:: What to work on ::
The listing needs restating word for word.

:: Dataset entries ::
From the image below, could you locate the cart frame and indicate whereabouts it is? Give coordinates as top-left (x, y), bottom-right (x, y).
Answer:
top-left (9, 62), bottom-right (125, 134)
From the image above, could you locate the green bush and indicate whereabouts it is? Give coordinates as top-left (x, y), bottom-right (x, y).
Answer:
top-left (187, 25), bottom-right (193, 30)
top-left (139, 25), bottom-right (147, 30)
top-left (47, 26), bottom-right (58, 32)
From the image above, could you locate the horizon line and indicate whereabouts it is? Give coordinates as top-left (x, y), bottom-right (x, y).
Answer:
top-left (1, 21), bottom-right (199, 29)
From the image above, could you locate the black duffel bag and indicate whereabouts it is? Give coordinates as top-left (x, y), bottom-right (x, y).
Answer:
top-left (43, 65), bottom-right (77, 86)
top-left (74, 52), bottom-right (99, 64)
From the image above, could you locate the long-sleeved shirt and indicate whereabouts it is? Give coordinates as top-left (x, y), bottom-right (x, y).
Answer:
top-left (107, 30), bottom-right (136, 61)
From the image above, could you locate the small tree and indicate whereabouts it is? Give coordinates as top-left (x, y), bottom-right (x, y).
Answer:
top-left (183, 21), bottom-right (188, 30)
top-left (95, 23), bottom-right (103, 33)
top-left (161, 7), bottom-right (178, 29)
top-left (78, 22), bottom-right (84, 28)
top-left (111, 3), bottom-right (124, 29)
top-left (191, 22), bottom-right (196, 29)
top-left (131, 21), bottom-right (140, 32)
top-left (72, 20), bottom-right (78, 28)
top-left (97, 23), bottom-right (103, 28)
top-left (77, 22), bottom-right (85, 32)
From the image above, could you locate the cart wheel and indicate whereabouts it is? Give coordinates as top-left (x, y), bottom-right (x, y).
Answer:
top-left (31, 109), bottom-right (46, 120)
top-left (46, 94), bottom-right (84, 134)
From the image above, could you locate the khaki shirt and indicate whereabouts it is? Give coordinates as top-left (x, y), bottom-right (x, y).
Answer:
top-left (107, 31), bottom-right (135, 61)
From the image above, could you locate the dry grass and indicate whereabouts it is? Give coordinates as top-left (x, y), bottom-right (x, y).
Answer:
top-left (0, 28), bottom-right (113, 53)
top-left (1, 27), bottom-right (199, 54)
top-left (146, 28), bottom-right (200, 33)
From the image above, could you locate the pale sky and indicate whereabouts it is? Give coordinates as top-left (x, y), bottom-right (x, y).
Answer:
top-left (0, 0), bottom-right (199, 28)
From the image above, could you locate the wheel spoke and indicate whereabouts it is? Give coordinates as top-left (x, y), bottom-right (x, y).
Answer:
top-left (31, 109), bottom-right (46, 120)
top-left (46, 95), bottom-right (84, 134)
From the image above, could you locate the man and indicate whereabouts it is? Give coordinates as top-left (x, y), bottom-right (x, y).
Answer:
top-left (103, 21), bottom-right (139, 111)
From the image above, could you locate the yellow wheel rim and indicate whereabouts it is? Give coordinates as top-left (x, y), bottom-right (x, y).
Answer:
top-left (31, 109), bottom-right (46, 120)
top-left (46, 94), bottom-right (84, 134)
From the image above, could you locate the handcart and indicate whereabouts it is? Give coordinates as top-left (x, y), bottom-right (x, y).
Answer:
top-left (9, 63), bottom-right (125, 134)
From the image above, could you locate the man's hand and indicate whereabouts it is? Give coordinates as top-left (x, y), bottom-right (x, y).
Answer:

:: Answer to the exercise ::
From the image below, could you locate the cart frame and indicate whereabouts it is? Give coordinates as top-left (x, y), bottom-right (x, y).
Answer:
top-left (9, 62), bottom-right (125, 134)
From the image above, could you locate the green bush and indicate whereabouts it is? Give coordinates as top-left (x, y), bottom-right (x, y).
Answer:
top-left (187, 25), bottom-right (193, 30)
top-left (139, 25), bottom-right (147, 30)
top-left (47, 26), bottom-right (58, 32)
From the image above, could you locate the horizon line and indicate whereabouts it is? Give coordinates as top-left (x, y), bottom-right (x, y).
Answer:
top-left (1, 21), bottom-right (199, 29)
From the image above, could you locate the black duffel bag and indicate whereabouts it is? Give coordinates as top-left (x, y), bottom-right (x, y).
Answer:
top-left (43, 65), bottom-right (77, 86)
top-left (74, 52), bottom-right (99, 64)
From the image above, could you locate the long-sleeved shirt and indicate whereabouts it is? Give coordinates as top-left (x, y), bottom-right (x, y).
Answer:
top-left (107, 30), bottom-right (136, 61)
From the image above, could you locate the small tree and indicate whereabouts it is? Give coordinates as top-left (x, y), bottom-right (x, y).
Answer:
top-left (183, 21), bottom-right (188, 30)
top-left (95, 23), bottom-right (103, 33)
top-left (161, 7), bottom-right (178, 29)
top-left (78, 22), bottom-right (84, 28)
top-left (111, 3), bottom-right (124, 29)
top-left (191, 22), bottom-right (196, 29)
top-left (131, 21), bottom-right (140, 32)
top-left (72, 20), bottom-right (78, 28)
top-left (97, 23), bottom-right (103, 28)
top-left (77, 22), bottom-right (85, 32)
From the image above, could you locate the cart wheel and indicate whereabouts it is? Give coordinates as top-left (x, y), bottom-right (x, y).
Answer:
top-left (31, 109), bottom-right (46, 120)
top-left (46, 94), bottom-right (84, 134)
From the image above, could you locate the khaki shirt and indicate whereabouts it is? Give coordinates as top-left (x, y), bottom-right (x, y).
Answer:
top-left (107, 31), bottom-right (135, 61)
From the image above, could you locate the dry grass and indicate whereabouts it is? Give coordinates as top-left (x, y), bottom-right (x, y).
Answer:
top-left (0, 28), bottom-right (113, 53)
top-left (1, 27), bottom-right (199, 54)
top-left (146, 28), bottom-right (200, 33)
From the image above, could you locate the pale sky and indicate whereabouts it is? Give coordinates as top-left (x, y), bottom-right (x, y).
Answer:
top-left (0, 0), bottom-right (199, 28)
From the image above, could you locate the wheel spoke and indicate whereabouts it is? Give coordinates as top-left (x, y), bottom-right (x, y).
Answer:
top-left (31, 109), bottom-right (46, 120)
top-left (46, 95), bottom-right (84, 134)
From the image above, could you locate the man and indicate whereabouts it is? Give coordinates as top-left (x, y), bottom-right (x, y).
Answer:
top-left (103, 21), bottom-right (139, 111)
From the image above, could you locate the yellow wheel rim and indicate whereabouts it is? Give coordinates as top-left (x, y), bottom-right (x, y).
Answer:
top-left (31, 109), bottom-right (46, 120)
top-left (46, 94), bottom-right (84, 134)
From the image above, could you locate the handcart and indicate whereabouts it is? Give coordinates as top-left (x, y), bottom-right (x, y).
Answer:
top-left (9, 63), bottom-right (125, 134)
From the image above, could you locate the man's hand and indicate whereabouts it is? Give coordinates as top-left (x, y), bottom-right (x, y).
Answer:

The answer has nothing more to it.